Carry on the account of analyzing the Ramses statues' faces with mirrored images and a grid, starting right after its final sentence.

- Text shown
********************
When I was researching for my book, The Giza Power Plant, I had my first encounter with Ramses the Great. This was at the open air museum at Memphis. It was in 1986 and my interest was mostly engineering and the pyramids, so I was not necessarily interested in statues or visiting the temples in the south. It struck me as peculiar at the time, though, that while looking down the length of the 300 ton Ramses statue I noticed that the nostrils were identically shaped and symmetrical. The significance of this feature gained more prominence when I eventually visited the temples in 2004 and became fascinated with the three-dimensional perfection of the Ramses statues at Luxor. This fascination prompted me to gather digital images so that I could examine some of the features of Ramses in the computer. What I discovered was remarkable in that the images revealed a much higher level of manufacturing technology than what has been discussed previously.
In gathering the images of Ramses, it was important that the camera was oriented along the central axis of the head. This way the distribution of material on the left and right side was equal. In order to compare one side of the face to the other, a copy of the image was made, flipped horizontally and made 50% transparent. Then the reverse image was positioned over the original to compare the two sides. The results are remarkable. The stunning implications are analogous to looking through the static interference pattern of time and confusion and seeing the elegance and precision that is normally built into a Lexus in a place where only the most rudimentary techniques of manufacturing are thought to have existed. The techniques that the ancient Egyptians are supposed to have used—those taught us in school—would not produce the precision of a Model T Ford, let alone a Lexus or a Porsche.
We know that the ancient Egyptians used a grid in their designs, and that such a method or technique for design is intuitively self-evident. It does not require a quantum leap of an artisan’s imagination to arrive at what is today a common design method. In fact, it is used now not just for design, but also for describing organizational and conceptual methodology. Grids, graphs, and charts are used to convey information and to plot and organize work.
With this in mind, therefore, I took the photograph of Ramses and laid a grid over it. Of course, my first task was to establish the size and number of the cells used in the grid. I assumed that the features of the face would lead me to the answer, and studied which features were most prominent. After musing over this puzzle for a while, I took a chance on a grid that was based on the dimensions of the mouth. It seemed to me that the mouth had something to tell us due to its unnaturally upturned shape, so I placed a grid with cell dimensions that were the same height and half the width of the dimensions of the mouth. It was then a simple matter to generate circles based on the geometry of the facial features. I didn’t expect, though, that they would line up with grid lines in so many locations. In fact, I was astounded by this discovery. Going through my mind was: “Okay—now when does this cease to be a coincidence and become a reflection of truth?”
********************
- Records shown
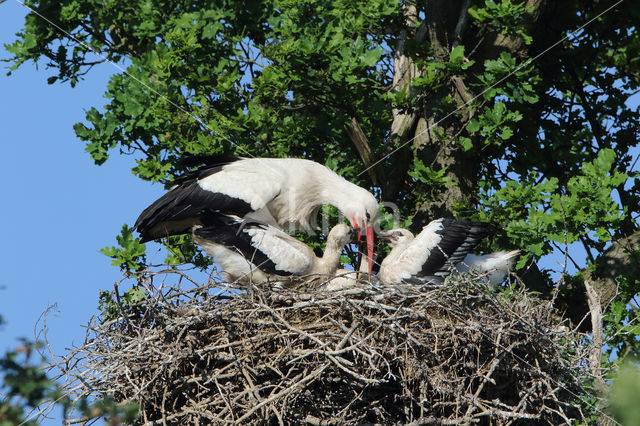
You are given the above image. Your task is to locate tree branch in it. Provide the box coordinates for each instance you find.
[344,117,380,186]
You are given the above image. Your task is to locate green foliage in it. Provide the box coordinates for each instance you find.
[98,287,147,322]
[7,0,640,420]
[100,225,146,273]
[407,157,453,197]
[469,0,533,44]
[609,360,640,425]
[478,149,628,264]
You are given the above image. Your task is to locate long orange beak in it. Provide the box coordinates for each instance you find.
********************
- Written answer
Plumbing the grid for further information, I discovered that Ramses’ mouth had the same proportions as a classic 3-4-5 right triangle. The idea that the ancient Egyptians had known about the Pythagorean triangle before Pythagoras, and they may have even taught Pythagoras its concepts, has been discussed by scholars, though not without controversy. Ramses presented me with a grid based on the Pythagorean triangle, whether it was the ancient Egyptians’ intentions or not. As we can see in figure 5, the Pythagorean grid allows us to analyze the face as it has never been analyzed before.
The Ramses geometry and precision and the discovery of tool marks on some of the statues are discussed at greater length in Lost Technologies of Ancient Egypt. Small seemingly insignificant mistakes made by ancient tools bring to light information from which a precise controlled method of manufacture can be discerned.
Other remarkable features of machining on granite are also examined, but probably the most stunning example of ancient machining lies on a wind-swept hill 5 miles from the Giza Plateau. Abu Roash has recently been advertised as the “Lost Pyramid” by Zahi Hawass, the secretary general of the Egyptian Supreme Council of Antiquities, even though it has been well known and written about for many years. I wasn’t expecting much when I first visited the site in February 2006, but what I found was a piece of granite so remarkable that I returned to that site 3 more times to show witnesses in order to explain its unique features. Those who accompanied me on different occasions were David Childress, Judd Peck, Edward Malkowski, Dr. Arlan Andrews and Dr. Randall Ashton. Edward Malkowski immediately dubbed the stone the new rose-red Rosetta Stone. Mechanical engineer Arlan Andrews independently came to the same conclusion.